Brief: Show, unaltered, each row below that contains the string "pool".

Materials provided:
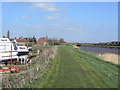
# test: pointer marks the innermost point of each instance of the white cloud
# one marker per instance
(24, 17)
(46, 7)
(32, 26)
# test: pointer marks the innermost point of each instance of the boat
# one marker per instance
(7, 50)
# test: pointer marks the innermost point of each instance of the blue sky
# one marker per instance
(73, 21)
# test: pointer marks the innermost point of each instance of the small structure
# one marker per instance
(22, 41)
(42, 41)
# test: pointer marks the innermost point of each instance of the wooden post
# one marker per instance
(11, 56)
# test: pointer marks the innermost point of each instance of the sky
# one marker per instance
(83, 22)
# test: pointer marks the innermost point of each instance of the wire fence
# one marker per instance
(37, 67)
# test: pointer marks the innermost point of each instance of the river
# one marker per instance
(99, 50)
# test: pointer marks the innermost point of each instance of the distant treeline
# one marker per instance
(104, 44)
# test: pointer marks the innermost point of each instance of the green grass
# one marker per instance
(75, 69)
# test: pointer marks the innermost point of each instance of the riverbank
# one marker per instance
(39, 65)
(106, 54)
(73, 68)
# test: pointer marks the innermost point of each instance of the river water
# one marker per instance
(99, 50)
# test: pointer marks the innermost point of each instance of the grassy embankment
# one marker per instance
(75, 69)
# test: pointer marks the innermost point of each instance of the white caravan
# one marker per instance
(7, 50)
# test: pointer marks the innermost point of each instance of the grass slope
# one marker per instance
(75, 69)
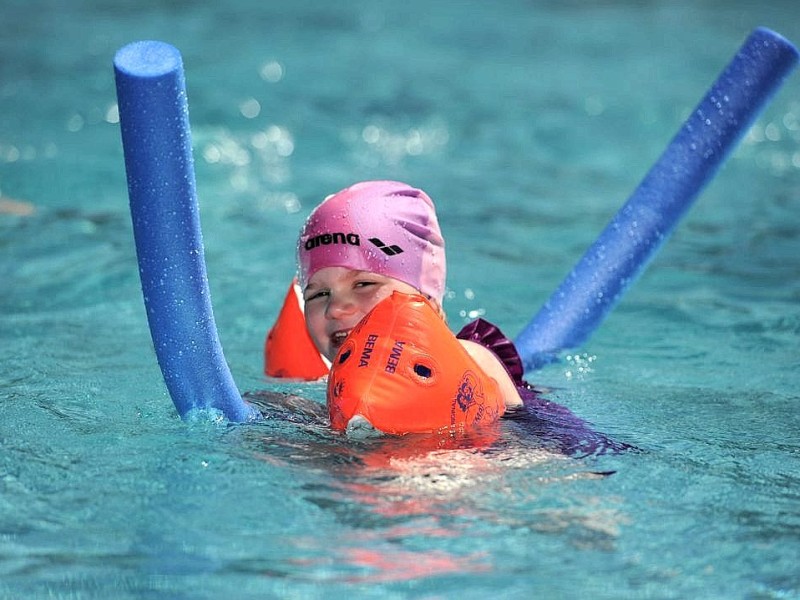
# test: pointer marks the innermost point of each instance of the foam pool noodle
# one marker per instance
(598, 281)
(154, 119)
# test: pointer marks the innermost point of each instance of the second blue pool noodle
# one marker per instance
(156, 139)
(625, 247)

* * *

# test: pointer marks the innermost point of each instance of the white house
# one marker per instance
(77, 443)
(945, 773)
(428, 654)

Full answer:
# test: pointer marks the innermost point of each instance of the foam pool noodle
# test: pointer marks the innermost point of each instance of the second blue pool noodle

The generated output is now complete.